• Il materiale:

--------------------------------------------------

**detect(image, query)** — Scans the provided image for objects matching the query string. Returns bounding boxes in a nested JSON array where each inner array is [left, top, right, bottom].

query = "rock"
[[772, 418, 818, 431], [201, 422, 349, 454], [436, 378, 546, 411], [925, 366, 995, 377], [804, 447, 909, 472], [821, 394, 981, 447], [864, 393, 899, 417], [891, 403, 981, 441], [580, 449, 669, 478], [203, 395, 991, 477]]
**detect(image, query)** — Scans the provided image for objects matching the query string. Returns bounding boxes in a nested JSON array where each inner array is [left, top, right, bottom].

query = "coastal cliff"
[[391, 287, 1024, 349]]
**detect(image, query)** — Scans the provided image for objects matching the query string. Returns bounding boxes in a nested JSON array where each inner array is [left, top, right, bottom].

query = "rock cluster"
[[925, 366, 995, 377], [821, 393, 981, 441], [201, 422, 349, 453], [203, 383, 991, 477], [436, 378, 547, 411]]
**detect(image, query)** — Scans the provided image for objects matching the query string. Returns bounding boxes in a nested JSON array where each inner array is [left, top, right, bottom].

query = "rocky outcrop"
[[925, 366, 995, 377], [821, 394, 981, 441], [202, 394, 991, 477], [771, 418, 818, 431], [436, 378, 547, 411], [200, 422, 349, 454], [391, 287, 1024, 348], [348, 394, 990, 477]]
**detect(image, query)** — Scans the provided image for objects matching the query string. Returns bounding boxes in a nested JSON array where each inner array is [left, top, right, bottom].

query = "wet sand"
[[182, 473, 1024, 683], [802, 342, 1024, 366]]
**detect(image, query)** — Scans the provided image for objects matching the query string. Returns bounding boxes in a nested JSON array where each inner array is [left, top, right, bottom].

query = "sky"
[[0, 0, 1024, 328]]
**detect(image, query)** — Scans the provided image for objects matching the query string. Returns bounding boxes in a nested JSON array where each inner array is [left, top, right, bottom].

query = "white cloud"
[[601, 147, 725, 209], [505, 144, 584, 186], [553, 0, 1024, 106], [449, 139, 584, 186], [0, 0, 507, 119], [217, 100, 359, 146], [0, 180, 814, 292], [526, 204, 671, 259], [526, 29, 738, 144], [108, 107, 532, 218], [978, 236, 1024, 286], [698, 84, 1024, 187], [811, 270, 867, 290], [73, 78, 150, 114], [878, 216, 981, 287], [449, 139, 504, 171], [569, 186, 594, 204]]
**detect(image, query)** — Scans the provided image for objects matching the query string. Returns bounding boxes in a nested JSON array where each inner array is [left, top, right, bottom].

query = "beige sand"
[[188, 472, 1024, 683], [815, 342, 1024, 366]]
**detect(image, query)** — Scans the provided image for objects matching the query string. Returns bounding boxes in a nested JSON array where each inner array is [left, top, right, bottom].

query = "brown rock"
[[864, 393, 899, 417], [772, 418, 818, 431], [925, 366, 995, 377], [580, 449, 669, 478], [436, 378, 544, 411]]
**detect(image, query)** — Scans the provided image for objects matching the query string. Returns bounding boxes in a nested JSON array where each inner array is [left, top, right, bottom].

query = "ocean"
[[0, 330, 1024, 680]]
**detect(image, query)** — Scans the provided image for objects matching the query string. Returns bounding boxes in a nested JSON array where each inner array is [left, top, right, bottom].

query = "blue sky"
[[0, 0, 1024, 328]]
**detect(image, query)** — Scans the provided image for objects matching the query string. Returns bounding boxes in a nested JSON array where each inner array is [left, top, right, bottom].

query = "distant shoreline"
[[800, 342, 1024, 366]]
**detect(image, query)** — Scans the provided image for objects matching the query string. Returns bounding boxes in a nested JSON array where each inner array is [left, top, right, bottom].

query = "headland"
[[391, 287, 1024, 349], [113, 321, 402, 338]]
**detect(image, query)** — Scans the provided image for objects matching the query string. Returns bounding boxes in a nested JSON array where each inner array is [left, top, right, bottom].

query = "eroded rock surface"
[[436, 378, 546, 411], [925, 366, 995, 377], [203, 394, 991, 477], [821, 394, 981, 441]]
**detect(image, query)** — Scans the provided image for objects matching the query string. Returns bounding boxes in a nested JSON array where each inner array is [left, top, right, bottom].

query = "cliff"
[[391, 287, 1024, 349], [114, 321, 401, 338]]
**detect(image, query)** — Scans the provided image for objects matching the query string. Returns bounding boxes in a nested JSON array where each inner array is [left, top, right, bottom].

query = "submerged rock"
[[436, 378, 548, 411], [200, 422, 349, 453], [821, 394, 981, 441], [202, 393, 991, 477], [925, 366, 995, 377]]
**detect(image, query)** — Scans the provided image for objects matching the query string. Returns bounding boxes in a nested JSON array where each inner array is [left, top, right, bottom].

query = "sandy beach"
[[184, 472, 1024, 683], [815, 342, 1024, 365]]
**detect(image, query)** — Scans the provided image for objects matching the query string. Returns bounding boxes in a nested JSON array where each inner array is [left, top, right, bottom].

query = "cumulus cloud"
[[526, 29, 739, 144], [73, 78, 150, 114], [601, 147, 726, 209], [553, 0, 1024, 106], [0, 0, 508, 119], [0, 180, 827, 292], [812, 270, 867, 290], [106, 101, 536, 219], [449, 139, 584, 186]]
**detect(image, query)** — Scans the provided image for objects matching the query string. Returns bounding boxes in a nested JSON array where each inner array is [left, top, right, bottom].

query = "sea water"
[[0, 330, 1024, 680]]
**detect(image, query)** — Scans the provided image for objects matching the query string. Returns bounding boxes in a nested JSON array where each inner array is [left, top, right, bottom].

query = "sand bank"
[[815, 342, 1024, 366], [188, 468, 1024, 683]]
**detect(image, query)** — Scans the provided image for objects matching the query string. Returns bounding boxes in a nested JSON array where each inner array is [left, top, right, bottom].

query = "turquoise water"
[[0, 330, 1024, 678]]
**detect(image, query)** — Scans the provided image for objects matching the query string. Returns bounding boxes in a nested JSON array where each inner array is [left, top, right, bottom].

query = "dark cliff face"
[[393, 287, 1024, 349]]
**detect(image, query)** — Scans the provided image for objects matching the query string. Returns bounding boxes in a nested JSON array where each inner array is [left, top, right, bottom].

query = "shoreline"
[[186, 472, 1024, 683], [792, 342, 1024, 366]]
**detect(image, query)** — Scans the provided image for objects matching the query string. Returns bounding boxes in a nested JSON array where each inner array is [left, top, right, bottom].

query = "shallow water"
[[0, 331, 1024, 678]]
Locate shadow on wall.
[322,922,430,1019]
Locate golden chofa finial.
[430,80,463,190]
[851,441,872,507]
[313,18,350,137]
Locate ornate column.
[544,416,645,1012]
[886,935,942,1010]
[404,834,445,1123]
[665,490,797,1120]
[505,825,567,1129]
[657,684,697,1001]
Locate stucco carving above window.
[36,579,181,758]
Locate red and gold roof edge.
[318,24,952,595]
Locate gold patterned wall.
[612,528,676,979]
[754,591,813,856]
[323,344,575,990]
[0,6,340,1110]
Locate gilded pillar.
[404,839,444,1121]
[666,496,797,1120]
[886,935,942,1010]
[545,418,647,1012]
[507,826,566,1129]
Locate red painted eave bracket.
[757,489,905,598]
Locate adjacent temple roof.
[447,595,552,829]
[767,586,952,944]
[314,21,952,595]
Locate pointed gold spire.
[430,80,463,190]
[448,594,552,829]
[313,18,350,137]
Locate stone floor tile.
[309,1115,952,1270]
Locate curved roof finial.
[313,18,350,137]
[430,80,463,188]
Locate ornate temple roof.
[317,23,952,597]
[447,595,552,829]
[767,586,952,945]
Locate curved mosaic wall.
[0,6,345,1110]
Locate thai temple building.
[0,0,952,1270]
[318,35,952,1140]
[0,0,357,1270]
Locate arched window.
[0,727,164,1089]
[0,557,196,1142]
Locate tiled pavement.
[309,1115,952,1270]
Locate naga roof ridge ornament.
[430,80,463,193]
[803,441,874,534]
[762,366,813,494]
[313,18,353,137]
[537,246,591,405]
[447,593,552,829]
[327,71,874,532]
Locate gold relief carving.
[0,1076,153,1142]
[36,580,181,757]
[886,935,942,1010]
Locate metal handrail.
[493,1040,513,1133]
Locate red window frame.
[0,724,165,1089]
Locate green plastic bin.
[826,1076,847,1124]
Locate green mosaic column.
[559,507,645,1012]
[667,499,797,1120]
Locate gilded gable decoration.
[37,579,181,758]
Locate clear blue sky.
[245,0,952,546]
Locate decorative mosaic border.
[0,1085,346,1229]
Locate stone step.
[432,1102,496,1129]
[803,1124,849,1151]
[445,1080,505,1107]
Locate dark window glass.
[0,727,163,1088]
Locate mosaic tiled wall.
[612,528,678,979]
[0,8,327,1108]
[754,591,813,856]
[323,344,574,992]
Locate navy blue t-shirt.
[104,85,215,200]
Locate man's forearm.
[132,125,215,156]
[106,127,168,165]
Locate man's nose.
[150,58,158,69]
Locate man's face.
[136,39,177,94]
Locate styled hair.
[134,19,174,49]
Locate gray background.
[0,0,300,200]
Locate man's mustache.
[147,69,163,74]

--------------------------------------------------

• Cosa fare: Converti in una lista JSON di stringhe le righe che vanno da quella con "Locate gilded gable decoration." fino alla fine del materiale, entrambe le estremità incluse. Usa una stringa per ogni riga e tralascia le righe vuote.

• Risposta:
[
  "Locate gilded gable decoration.",
  "[37,579,181,758]",
  "Locate clear blue sky.",
  "[245,0,952,546]",
  "Locate decorative mosaic border.",
  "[0,1085,346,1229]",
  "Locate stone step.",
  "[432,1102,496,1129]",
  "[803,1124,849,1151]",
  "[445,1080,505,1107]",
  "Locate dark window glass.",
  "[0,727,163,1088]",
  "Locate mosaic tiled wall.",
  "[612,528,678,979]",
  "[0,8,327,1108]",
  "[754,591,813,856]",
  "[323,344,574,992]",
  "Locate navy blue t-shirt.",
  "[104,85,215,200]",
  "Locate man's forearm.",
  "[132,125,215,156]",
  "[106,127,168,165]",
  "Locate man's nose.",
  "[150,58,158,69]",
  "Locate man's face.",
  "[136,39,177,94]",
  "Locate styled hair.",
  "[134,19,174,49]",
  "Locate gray background.",
  "[0,0,300,200]",
  "Locate man's mustache.",
  "[147,69,163,74]"
]